** start of Entries shown **
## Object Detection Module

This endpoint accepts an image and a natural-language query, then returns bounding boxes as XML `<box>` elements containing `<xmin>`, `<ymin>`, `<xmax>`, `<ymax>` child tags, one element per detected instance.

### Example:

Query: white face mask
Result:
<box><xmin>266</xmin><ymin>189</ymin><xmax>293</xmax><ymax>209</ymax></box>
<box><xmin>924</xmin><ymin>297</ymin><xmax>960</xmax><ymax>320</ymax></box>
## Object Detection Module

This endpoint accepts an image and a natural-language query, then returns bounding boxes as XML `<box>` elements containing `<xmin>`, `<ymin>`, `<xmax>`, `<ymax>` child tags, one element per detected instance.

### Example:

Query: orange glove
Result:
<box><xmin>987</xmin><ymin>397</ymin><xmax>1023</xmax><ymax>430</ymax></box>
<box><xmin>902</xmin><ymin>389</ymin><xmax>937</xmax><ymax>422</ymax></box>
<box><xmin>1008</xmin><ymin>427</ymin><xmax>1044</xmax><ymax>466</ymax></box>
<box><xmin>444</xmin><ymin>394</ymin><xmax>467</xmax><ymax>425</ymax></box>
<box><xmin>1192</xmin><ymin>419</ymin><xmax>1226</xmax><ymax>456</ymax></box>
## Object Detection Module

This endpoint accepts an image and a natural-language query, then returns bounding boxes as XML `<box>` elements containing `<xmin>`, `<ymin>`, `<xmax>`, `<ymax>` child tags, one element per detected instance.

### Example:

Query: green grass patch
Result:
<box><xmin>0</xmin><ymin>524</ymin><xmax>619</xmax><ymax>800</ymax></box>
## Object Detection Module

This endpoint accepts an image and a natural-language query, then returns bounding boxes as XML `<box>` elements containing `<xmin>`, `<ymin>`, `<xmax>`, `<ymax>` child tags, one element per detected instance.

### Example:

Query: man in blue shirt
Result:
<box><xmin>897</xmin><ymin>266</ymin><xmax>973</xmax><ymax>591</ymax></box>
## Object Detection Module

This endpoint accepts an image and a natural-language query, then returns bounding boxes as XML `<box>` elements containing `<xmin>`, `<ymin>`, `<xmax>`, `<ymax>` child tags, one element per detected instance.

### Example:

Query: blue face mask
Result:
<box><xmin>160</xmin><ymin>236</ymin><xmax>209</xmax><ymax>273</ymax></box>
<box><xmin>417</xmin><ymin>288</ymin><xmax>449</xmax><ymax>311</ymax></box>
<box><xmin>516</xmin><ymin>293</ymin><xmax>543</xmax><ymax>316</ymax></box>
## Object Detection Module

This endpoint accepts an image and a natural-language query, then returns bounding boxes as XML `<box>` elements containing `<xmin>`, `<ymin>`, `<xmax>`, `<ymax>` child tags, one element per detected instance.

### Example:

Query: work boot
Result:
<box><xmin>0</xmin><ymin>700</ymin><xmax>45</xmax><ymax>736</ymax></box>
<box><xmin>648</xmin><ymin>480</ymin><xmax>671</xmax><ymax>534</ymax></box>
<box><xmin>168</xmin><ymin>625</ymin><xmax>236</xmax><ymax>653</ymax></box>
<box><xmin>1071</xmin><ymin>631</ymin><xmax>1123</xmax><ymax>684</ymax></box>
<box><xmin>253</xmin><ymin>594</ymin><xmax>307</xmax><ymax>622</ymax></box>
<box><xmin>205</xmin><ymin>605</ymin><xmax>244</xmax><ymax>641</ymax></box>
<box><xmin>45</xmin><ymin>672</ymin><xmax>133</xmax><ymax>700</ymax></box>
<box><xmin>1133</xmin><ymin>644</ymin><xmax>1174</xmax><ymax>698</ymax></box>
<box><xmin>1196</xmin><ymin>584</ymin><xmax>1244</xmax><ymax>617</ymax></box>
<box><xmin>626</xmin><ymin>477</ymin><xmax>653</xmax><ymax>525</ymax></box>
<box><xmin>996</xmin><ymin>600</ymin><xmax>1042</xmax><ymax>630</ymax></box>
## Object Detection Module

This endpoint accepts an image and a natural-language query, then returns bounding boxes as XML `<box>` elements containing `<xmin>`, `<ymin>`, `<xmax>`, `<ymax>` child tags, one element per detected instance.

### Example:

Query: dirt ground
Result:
** end of Entries shown **
What to work on.
Copy out every line of the rows above that contains the word "mask". Case counts, so match only that exact capitalization.

Result.
Query: white face mask
Query: blue face mask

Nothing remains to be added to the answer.